### [TEXT]
>>>>>

By Perry Schaible
WEST CHESTER TWP. - Just two weeks before Christmas, Rick Fardo and his six children were packing boxes to move instead of wrapping gifts.
Rick Fardo (right) helps sort through Christmas ornaments with four of his foster children (left to right) Michael,10; Nathaniel, 6; Bill, 14, and Ricky, 9, at their West Chester Township home.|
(Michael Snyder photo)
Fardo, 49, is a foster parent with Butler County Children Services.
For the past 17 years, he has opened his home and heart to more than 40 foster children and adopted five boys - Ron, 27, Bill, 14, Michael, 10, Ricky, 9, and Nathaniel, 6.
"It makes my heart bigger every time I bring another child into my house," Fardo said.
He also has one biological child - Lindsey, 18.
Fardo's interest in the foster care system started when Lindsey was a year old. As a volunteer at the Diocesan Catholic Children's Home in Northern Kentucky, he decided to go through the process to become a foster parent with his wife. The couple took in Ron at age 12.
When they divorced in 1992, Fardo continued his work with the foster-care system.
"Rick's uniqueness is that he is exceptional in the way he works with each of the boys so that together, they can accept and acknowledge their lives prior to the time they were adopted," said Margaret Devereux, director of community relations for the Butler County Children Services.
"With this, Rick and his sons have developed insights and understanding regarding problems they have encountered or may face in the future."
There are approximately 400 children in foster care in Butler County.
All of Fardo's children come from neglectful or abusive backgrounds, but the family has managed to work through problems.
His job as an investor gives him the flexibility to serve as the vice president of the support group for resource families in Butler County.

<<<<<

### [ASSIGNMENT A]
From the article on the West Chester Township foster parent, reproduce the stretch from "All of Fardo's" through "families in Butler County." word for word.
### [ASSIGNMENT B]
In the article on the West Chester Township foster parent, how many foster children has Rick Fardo welcomed into his home over the past 17 years?

### [RECORD SET]

>>>>>

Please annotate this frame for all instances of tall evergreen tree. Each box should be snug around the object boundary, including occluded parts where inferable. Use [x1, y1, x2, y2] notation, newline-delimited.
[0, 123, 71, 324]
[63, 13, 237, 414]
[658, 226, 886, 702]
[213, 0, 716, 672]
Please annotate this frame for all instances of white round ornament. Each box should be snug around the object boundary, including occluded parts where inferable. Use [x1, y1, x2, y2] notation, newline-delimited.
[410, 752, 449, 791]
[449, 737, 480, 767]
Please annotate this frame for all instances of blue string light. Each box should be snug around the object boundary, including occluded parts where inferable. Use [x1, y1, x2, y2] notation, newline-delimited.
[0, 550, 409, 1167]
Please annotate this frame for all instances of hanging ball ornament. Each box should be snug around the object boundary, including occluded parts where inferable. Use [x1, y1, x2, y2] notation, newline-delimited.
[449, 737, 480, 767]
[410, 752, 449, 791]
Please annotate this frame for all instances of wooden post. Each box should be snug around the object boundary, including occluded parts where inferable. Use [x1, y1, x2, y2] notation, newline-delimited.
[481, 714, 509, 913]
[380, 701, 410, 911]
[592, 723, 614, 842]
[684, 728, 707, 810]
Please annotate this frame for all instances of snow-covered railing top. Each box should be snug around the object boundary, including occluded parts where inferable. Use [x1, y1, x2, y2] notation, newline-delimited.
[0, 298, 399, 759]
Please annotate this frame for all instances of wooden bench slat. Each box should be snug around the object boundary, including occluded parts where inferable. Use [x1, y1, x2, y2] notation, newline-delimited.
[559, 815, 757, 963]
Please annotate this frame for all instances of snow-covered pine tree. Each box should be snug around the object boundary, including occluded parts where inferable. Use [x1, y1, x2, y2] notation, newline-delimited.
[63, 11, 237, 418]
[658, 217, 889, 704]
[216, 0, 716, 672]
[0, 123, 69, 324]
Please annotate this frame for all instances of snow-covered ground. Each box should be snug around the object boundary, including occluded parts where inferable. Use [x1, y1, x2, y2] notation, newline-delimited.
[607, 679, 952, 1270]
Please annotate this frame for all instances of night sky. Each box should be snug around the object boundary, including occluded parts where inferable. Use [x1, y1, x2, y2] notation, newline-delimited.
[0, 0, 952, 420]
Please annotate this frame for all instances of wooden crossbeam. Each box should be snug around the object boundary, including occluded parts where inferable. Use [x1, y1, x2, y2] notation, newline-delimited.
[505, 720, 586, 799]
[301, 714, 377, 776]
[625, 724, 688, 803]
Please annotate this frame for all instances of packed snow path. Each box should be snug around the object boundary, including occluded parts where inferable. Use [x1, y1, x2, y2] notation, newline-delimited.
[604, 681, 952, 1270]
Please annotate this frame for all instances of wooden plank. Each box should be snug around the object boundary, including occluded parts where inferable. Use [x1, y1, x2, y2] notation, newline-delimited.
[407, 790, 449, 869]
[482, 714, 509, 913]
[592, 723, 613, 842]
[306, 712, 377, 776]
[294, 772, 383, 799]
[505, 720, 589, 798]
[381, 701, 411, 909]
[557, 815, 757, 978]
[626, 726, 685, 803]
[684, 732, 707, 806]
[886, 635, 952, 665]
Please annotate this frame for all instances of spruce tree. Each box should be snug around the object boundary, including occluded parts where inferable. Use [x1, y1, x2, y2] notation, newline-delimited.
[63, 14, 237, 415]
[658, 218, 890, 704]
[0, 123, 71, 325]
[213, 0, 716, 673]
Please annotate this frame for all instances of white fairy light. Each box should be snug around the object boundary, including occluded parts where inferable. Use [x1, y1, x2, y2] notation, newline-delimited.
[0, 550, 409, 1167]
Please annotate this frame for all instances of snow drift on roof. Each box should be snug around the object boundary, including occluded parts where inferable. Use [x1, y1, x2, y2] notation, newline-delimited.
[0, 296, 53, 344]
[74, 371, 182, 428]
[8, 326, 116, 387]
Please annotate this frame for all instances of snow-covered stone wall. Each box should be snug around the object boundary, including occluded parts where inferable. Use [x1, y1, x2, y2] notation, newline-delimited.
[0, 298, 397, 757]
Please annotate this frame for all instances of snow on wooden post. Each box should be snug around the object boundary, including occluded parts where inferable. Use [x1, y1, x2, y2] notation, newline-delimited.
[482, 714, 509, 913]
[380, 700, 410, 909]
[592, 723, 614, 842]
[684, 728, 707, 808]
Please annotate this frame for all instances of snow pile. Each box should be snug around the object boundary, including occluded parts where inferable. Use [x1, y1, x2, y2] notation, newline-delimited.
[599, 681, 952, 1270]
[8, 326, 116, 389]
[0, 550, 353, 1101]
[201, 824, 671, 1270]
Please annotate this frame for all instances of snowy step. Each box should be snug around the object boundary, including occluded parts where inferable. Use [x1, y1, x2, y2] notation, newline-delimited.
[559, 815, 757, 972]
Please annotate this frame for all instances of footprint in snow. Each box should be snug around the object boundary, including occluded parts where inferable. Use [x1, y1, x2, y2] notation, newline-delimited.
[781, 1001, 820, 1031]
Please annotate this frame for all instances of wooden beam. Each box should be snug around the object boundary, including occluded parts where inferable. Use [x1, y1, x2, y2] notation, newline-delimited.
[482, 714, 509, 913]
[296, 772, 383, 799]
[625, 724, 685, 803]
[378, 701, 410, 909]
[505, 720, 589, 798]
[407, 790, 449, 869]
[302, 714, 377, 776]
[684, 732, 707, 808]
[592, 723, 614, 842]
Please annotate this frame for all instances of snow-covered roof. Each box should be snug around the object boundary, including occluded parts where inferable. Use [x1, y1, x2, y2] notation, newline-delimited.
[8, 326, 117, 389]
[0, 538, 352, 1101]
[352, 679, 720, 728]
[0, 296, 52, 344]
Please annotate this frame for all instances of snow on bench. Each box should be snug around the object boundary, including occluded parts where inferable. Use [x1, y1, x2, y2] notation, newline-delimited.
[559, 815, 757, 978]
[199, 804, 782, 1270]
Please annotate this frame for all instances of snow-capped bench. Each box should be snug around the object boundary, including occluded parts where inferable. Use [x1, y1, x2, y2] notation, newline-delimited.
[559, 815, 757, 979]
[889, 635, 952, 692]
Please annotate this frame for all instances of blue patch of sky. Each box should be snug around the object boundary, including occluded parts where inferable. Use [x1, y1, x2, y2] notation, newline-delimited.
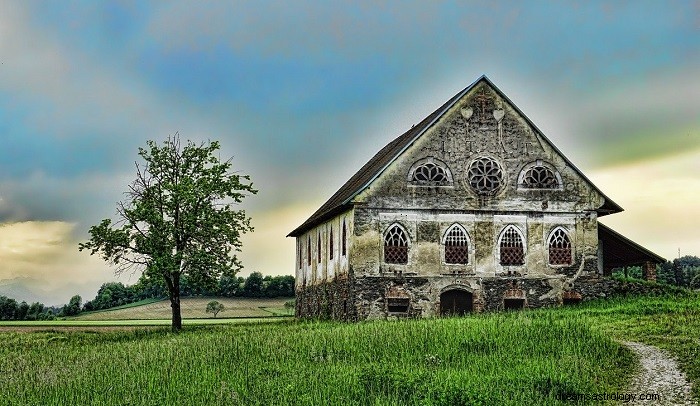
[0, 98, 123, 179]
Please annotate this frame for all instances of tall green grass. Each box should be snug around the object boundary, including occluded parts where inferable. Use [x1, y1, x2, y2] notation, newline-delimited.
[0, 311, 634, 405]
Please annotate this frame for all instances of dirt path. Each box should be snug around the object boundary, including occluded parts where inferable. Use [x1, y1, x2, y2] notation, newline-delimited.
[623, 342, 698, 406]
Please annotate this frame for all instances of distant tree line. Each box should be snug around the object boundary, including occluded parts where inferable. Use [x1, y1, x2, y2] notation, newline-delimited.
[0, 296, 59, 320]
[0, 272, 294, 320]
[613, 255, 700, 289]
[82, 272, 294, 311]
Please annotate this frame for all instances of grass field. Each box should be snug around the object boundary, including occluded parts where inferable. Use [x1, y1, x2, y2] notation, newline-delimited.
[0, 296, 700, 405]
[70, 297, 293, 320]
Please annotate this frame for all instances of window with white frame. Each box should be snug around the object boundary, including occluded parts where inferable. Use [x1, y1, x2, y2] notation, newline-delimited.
[384, 224, 408, 264]
[548, 227, 572, 265]
[444, 224, 469, 264]
[499, 225, 525, 266]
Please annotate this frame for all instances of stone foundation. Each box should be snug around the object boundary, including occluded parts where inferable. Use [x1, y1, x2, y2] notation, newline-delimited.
[296, 274, 664, 321]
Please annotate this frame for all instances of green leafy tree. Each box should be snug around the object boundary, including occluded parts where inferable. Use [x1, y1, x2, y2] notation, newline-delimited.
[79, 134, 257, 331]
[243, 272, 263, 297]
[206, 300, 224, 318]
[60, 295, 83, 316]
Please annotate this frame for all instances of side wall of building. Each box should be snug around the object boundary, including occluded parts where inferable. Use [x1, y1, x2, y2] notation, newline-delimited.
[295, 210, 354, 320]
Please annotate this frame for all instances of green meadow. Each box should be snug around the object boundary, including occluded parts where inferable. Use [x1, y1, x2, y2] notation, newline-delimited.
[0, 294, 700, 405]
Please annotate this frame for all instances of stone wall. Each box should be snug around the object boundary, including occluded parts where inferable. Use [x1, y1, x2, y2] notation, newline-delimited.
[295, 277, 357, 321]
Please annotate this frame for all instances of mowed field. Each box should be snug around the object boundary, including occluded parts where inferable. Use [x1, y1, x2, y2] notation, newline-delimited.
[69, 297, 294, 321]
[0, 294, 700, 406]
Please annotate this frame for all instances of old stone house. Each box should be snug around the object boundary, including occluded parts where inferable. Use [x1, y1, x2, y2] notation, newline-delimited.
[289, 76, 663, 320]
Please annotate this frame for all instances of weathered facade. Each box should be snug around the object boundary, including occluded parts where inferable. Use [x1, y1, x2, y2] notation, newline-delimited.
[290, 77, 663, 320]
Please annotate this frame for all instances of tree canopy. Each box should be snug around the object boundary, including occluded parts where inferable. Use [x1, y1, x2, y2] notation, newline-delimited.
[79, 134, 257, 331]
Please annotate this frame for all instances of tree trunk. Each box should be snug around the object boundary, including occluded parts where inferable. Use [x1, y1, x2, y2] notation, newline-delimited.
[169, 274, 182, 333]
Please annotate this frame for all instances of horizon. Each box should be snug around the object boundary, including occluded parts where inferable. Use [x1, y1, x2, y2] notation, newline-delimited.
[0, 1, 700, 304]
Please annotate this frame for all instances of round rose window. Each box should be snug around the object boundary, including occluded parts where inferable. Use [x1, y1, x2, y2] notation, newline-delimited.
[467, 157, 503, 195]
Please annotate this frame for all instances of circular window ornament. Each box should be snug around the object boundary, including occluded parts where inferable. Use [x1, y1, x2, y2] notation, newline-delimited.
[467, 157, 503, 195]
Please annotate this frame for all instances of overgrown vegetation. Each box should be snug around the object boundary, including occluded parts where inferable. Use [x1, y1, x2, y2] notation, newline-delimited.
[5, 293, 700, 405]
[613, 255, 700, 289]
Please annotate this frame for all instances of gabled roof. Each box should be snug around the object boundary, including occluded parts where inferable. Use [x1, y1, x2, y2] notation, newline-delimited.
[287, 75, 622, 237]
[598, 223, 666, 269]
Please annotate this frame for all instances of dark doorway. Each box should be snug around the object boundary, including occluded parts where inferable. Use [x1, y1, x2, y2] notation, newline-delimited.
[503, 298, 525, 310]
[440, 289, 473, 316]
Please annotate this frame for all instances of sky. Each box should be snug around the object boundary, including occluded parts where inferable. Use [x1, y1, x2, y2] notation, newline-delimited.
[0, 0, 700, 304]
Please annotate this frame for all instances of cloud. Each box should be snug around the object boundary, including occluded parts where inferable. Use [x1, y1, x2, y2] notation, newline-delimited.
[0, 221, 116, 305]
[238, 201, 321, 275]
[590, 149, 700, 259]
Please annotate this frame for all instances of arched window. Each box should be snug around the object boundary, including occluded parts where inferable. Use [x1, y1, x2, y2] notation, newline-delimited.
[467, 157, 503, 196]
[340, 219, 348, 256]
[306, 235, 311, 266]
[549, 227, 572, 265]
[444, 224, 469, 264]
[518, 160, 561, 189]
[408, 157, 452, 186]
[384, 224, 408, 264]
[499, 226, 525, 266]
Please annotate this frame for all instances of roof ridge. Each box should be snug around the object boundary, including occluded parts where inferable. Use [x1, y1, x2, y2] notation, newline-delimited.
[287, 74, 623, 237]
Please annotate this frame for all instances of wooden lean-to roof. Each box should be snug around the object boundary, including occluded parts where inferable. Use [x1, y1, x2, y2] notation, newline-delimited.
[598, 222, 666, 269]
[287, 75, 623, 237]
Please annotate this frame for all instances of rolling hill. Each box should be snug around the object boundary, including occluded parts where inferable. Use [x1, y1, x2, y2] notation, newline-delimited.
[71, 297, 293, 320]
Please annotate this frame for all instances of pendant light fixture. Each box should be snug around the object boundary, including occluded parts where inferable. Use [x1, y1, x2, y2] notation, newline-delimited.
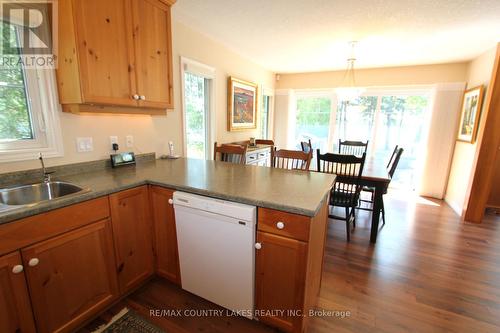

<<<<<

### [WRITTEN REPLY A]
All of Fardo's children come from neglectful or abusive backgrounds, but the family has managed to work through problems.
His job as an investor gives him the flexibility to serve as the vice president of the support group for resource families in Butler County.

### [WRITTEN REPLY B]
More than 40.